**Set exercise**.
Each record needs to be echoed exactly; can you do that?

**Data for the task**.

+ + + + + + +

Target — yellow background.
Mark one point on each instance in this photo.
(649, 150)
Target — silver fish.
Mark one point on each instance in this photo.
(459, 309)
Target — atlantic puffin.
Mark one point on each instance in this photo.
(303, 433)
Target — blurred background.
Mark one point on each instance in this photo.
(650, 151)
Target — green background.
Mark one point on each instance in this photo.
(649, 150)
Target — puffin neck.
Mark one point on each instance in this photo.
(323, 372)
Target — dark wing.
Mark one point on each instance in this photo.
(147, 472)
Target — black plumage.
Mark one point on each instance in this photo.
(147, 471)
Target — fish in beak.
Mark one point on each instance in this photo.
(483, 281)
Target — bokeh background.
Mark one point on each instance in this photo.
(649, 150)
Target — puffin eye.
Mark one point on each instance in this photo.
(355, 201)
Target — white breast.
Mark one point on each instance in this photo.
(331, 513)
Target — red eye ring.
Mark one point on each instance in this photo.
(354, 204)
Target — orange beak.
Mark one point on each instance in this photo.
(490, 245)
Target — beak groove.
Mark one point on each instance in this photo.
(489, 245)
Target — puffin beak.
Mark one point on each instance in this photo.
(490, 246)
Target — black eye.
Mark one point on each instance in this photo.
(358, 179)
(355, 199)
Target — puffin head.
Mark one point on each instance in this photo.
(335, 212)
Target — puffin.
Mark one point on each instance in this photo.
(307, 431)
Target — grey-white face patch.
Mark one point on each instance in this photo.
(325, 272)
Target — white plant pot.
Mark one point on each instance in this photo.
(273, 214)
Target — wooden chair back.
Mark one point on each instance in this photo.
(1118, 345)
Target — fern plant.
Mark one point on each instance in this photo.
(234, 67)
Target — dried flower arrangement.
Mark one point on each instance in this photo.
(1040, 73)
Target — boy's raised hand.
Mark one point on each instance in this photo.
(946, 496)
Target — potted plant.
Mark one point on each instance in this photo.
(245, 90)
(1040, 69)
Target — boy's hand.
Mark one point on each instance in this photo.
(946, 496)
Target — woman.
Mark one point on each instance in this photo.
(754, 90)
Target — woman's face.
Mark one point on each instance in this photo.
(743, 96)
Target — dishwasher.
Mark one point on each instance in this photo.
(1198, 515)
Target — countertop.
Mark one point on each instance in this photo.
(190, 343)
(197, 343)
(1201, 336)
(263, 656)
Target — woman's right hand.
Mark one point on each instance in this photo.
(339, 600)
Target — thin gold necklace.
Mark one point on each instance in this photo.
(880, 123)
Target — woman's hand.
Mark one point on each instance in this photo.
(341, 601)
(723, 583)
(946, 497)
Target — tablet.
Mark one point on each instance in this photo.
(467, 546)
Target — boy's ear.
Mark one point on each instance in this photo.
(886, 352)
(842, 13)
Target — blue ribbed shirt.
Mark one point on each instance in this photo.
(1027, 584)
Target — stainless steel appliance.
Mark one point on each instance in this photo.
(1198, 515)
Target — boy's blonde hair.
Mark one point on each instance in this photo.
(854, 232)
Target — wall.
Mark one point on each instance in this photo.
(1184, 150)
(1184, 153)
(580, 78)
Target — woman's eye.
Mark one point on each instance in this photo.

+ + + + + + +

**Exercise answer**.
Target — yellow background.
Mark one point on each instance in this photo.
(649, 150)
Target — silver fish.
Mark one point on each instance in this photo.
(459, 309)
Target — atlantic puffin.
Mark one point on each instance in this photo.
(303, 433)
Target — blurred background.
Mark one point on each instance in this photo.
(650, 151)
Target — green background.
Mark one point on each instance in this photo.
(649, 150)
Target — puffin neck.
Mark one point on each instance in this photo.
(323, 372)
Target — dark wing.
Mark one point on each instance in this photo.
(147, 472)
Target — black plumage.
Mark one point on each instance in this photo.
(147, 471)
Target — fish in beak.
Mark one point on each instance in this photo.
(483, 281)
Target — bokeh background.
Mark one point on each instance in this photo.
(649, 150)
Target — puffin eye.
Mark one point on each instance in this photo.
(355, 201)
Target — white breast.
Mark one point on each instance in this photo.
(331, 513)
Target — red eye ring.
Mark one point on each instance in this photo.
(354, 204)
Target — orange beak.
Mark one point on each instance in this photo.
(490, 245)
Target — beak groove.
Mark one point on each instance in this photo.
(489, 245)
Target — puffin beak.
Mark one point on each instance in this photo.
(490, 246)
Target — black eye.
Mark one point on each instance in this photo.
(358, 179)
(355, 199)
Target — puffin head.
Mark one point on each instance in this photo.
(335, 212)
Target — puffin.
Mark one point on each instance in this photo.
(307, 431)
Target — grey-white face patch.
Mark one point on each instance in this photo.
(325, 272)
Target — white plant pot.
Mark one point on each instance in this photo.
(273, 214)
Target — wooden chair back.
Mark one point on each instance in this photo.
(1118, 345)
Target — fern plant.
Mark one point on each instance in this photo.
(234, 67)
Target — dried flower arrangement.
Mark one point on each instance in this photo.
(1040, 73)
Target — boy's raised hand.
Mark one point on each instance in this photo.
(946, 496)
Target — potted plant.
Mark one point on each instance in this photo.
(245, 90)
(1040, 69)
Target — boy's hand.
Mark one point on each instance in this photo.
(946, 496)
Target — woman.
Mark one point on each instance in this photo.
(754, 90)
Target — woman's face.
Mark one point on each instance in this photo.
(743, 96)
Target — dishwasher.
Mark one point on each instance in this photo.
(1198, 515)
Target — countertop.
Mark one point on each instance in this photo.
(190, 343)
(197, 343)
(1201, 336)
(263, 656)
Target — woman's right hand.
Mark one point on each instance in this photo.
(339, 600)
Target — thin gold necklace.
Mark one point on each instance in this photo.
(880, 123)
Target — woman's hand.
Mark one point on each instance in this photo.
(341, 601)
(723, 583)
(946, 497)
Target — tablet.
Mark one point on each instance in this photo.
(467, 546)
Target — boy's ear.
Mark one point on each instance in this photo.
(886, 352)
(842, 13)
Target — blue ribbed shirt.
Mark one point on each instance in this photo.
(1027, 584)
Target — stainless steel appliance.
Mark one point on each instance in this photo.
(1198, 515)
Target — boy's blonde hair.
Mark one point on each instance in this photo.
(854, 232)
Target — wall.
Mark one point on each instance in this photo.
(1184, 150)
(1184, 153)
(580, 78)
Target — woman's eye.
Mark one point on each instance in this photo.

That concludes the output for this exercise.